**What needs to be done**
Go through the material below and copy each line where the word "light" appears.

**Given information**
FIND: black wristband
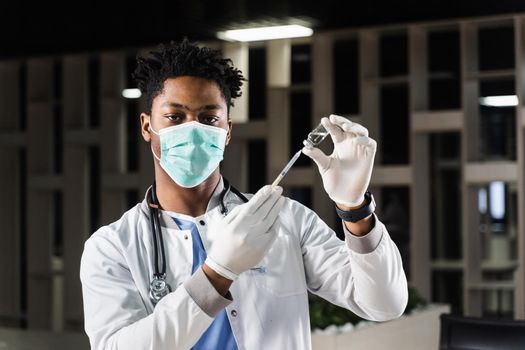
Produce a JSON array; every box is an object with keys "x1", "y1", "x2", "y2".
[{"x1": 335, "y1": 191, "x2": 376, "y2": 223}]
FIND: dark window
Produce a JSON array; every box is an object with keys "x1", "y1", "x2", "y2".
[
  {"x1": 248, "y1": 47, "x2": 267, "y2": 120},
  {"x1": 18, "y1": 64, "x2": 27, "y2": 130},
  {"x1": 52, "y1": 59, "x2": 63, "y2": 174},
  {"x1": 89, "y1": 146, "x2": 100, "y2": 233},
  {"x1": 125, "y1": 55, "x2": 140, "y2": 172},
  {"x1": 381, "y1": 187, "x2": 410, "y2": 279},
  {"x1": 333, "y1": 39, "x2": 359, "y2": 115},
  {"x1": 53, "y1": 60, "x2": 63, "y2": 101},
  {"x1": 431, "y1": 132, "x2": 461, "y2": 160},
  {"x1": 430, "y1": 133, "x2": 462, "y2": 260},
  {"x1": 428, "y1": 30, "x2": 461, "y2": 110},
  {"x1": 126, "y1": 99, "x2": 139, "y2": 172},
  {"x1": 479, "y1": 79, "x2": 516, "y2": 161},
  {"x1": 53, "y1": 104, "x2": 63, "y2": 174},
  {"x1": 379, "y1": 33, "x2": 408, "y2": 77},
  {"x1": 290, "y1": 91, "x2": 312, "y2": 167},
  {"x1": 19, "y1": 149, "x2": 27, "y2": 327},
  {"x1": 248, "y1": 140, "x2": 266, "y2": 194},
  {"x1": 291, "y1": 44, "x2": 311, "y2": 84},
  {"x1": 428, "y1": 30, "x2": 460, "y2": 73},
  {"x1": 479, "y1": 26, "x2": 514, "y2": 71},
  {"x1": 429, "y1": 79, "x2": 461, "y2": 110},
  {"x1": 88, "y1": 56, "x2": 100, "y2": 128},
  {"x1": 432, "y1": 271, "x2": 463, "y2": 315},
  {"x1": 53, "y1": 191, "x2": 63, "y2": 257},
  {"x1": 380, "y1": 85, "x2": 409, "y2": 164},
  {"x1": 126, "y1": 55, "x2": 137, "y2": 89}
]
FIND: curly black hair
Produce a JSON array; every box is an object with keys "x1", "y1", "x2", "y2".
[{"x1": 132, "y1": 37, "x2": 245, "y2": 114}]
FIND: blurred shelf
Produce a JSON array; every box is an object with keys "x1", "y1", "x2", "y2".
[
  {"x1": 481, "y1": 260, "x2": 518, "y2": 271},
  {"x1": 411, "y1": 110, "x2": 463, "y2": 132},
  {"x1": 371, "y1": 165, "x2": 412, "y2": 186},
  {"x1": 464, "y1": 69, "x2": 516, "y2": 80},
  {"x1": 230, "y1": 120, "x2": 267, "y2": 140},
  {"x1": 464, "y1": 161, "x2": 517, "y2": 183},
  {"x1": 428, "y1": 71, "x2": 459, "y2": 80},
  {"x1": 431, "y1": 260, "x2": 463, "y2": 270},
  {"x1": 467, "y1": 281, "x2": 515, "y2": 291},
  {"x1": 363, "y1": 75, "x2": 409, "y2": 86},
  {"x1": 431, "y1": 260, "x2": 518, "y2": 271},
  {"x1": 289, "y1": 83, "x2": 312, "y2": 92}
]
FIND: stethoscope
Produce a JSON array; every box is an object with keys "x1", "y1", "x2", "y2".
[{"x1": 147, "y1": 178, "x2": 249, "y2": 305}]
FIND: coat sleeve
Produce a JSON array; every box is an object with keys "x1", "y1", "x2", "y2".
[
  {"x1": 80, "y1": 231, "x2": 231, "y2": 350},
  {"x1": 295, "y1": 200, "x2": 408, "y2": 322}
]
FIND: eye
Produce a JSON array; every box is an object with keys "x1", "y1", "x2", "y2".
[
  {"x1": 201, "y1": 115, "x2": 219, "y2": 125},
  {"x1": 166, "y1": 114, "x2": 184, "y2": 123}
]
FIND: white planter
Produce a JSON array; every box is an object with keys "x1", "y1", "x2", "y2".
[{"x1": 311, "y1": 304, "x2": 451, "y2": 350}]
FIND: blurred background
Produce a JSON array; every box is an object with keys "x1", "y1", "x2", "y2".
[{"x1": 2, "y1": 0, "x2": 525, "y2": 348}]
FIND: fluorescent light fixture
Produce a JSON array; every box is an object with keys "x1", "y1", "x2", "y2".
[
  {"x1": 122, "y1": 88, "x2": 141, "y2": 99},
  {"x1": 489, "y1": 181, "x2": 505, "y2": 220},
  {"x1": 217, "y1": 24, "x2": 313, "y2": 42},
  {"x1": 478, "y1": 188, "x2": 487, "y2": 214},
  {"x1": 479, "y1": 95, "x2": 518, "y2": 107}
]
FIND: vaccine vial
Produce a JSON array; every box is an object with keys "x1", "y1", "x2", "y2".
[{"x1": 303, "y1": 121, "x2": 329, "y2": 148}]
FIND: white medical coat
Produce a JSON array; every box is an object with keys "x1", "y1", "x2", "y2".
[{"x1": 80, "y1": 181, "x2": 408, "y2": 350}]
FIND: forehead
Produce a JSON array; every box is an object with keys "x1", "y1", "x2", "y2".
[{"x1": 152, "y1": 76, "x2": 226, "y2": 109}]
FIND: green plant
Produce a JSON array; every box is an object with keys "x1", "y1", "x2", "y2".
[{"x1": 309, "y1": 286, "x2": 427, "y2": 330}]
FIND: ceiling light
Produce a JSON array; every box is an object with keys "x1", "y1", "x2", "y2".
[
  {"x1": 217, "y1": 24, "x2": 313, "y2": 42},
  {"x1": 489, "y1": 181, "x2": 505, "y2": 220},
  {"x1": 479, "y1": 95, "x2": 518, "y2": 107},
  {"x1": 122, "y1": 88, "x2": 141, "y2": 99},
  {"x1": 478, "y1": 188, "x2": 487, "y2": 214}
]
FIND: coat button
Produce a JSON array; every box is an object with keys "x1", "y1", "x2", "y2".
[
  {"x1": 231, "y1": 309, "x2": 237, "y2": 317},
  {"x1": 199, "y1": 220, "x2": 206, "y2": 226},
  {"x1": 184, "y1": 235, "x2": 188, "y2": 240}
]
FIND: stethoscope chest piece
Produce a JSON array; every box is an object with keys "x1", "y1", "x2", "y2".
[{"x1": 149, "y1": 274, "x2": 172, "y2": 305}]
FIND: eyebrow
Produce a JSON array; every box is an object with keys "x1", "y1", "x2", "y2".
[{"x1": 160, "y1": 102, "x2": 222, "y2": 111}]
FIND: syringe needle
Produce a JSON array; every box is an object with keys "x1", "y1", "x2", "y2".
[{"x1": 271, "y1": 150, "x2": 302, "y2": 187}]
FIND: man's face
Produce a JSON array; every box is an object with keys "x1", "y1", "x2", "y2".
[{"x1": 141, "y1": 76, "x2": 232, "y2": 154}]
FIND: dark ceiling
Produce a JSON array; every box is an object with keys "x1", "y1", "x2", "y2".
[{"x1": 2, "y1": 0, "x2": 525, "y2": 59}]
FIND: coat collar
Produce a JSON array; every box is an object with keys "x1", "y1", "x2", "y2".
[{"x1": 139, "y1": 177, "x2": 226, "y2": 229}]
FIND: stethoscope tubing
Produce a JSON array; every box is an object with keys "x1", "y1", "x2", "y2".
[{"x1": 147, "y1": 178, "x2": 248, "y2": 305}]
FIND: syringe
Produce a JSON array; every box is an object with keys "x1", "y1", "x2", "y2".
[
  {"x1": 270, "y1": 119, "x2": 331, "y2": 187},
  {"x1": 271, "y1": 149, "x2": 302, "y2": 187}
]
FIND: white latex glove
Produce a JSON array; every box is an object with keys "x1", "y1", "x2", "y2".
[
  {"x1": 302, "y1": 114, "x2": 376, "y2": 207},
  {"x1": 205, "y1": 185, "x2": 284, "y2": 280}
]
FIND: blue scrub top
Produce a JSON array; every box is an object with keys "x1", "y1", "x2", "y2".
[{"x1": 172, "y1": 217, "x2": 238, "y2": 350}]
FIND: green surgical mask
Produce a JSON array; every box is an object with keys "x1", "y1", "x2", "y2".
[{"x1": 150, "y1": 120, "x2": 227, "y2": 188}]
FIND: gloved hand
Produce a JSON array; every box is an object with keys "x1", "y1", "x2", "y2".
[
  {"x1": 205, "y1": 185, "x2": 284, "y2": 280},
  {"x1": 302, "y1": 114, "x2": 376, "y2": 208}
]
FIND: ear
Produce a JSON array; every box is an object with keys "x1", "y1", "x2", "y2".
[
  {"x1": 225, "y1": 119, "x2": 232, "y2": 146},
  {"x1": 140, "y1": 113, "x2": 152, "y2": 142}
]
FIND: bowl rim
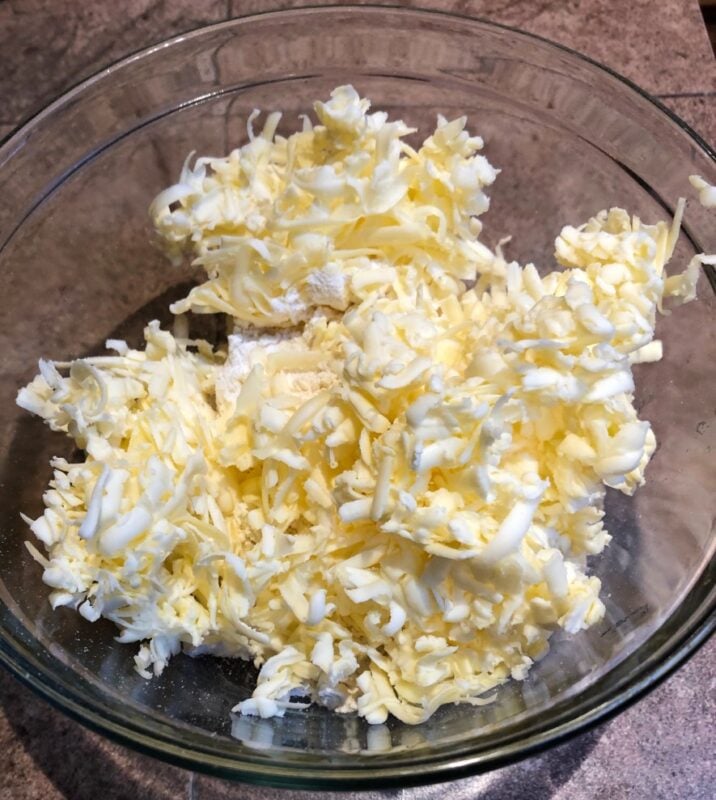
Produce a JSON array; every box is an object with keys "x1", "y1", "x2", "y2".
[
  {"x1": 0, "y1": 3, "x2": 714, "y2": 789},
  {"x1": 2, "y1": 3, "x2": 714, "y2": 161}
]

**Exercise result**
FIND: fluorescent light fixture
FIND: ceiling light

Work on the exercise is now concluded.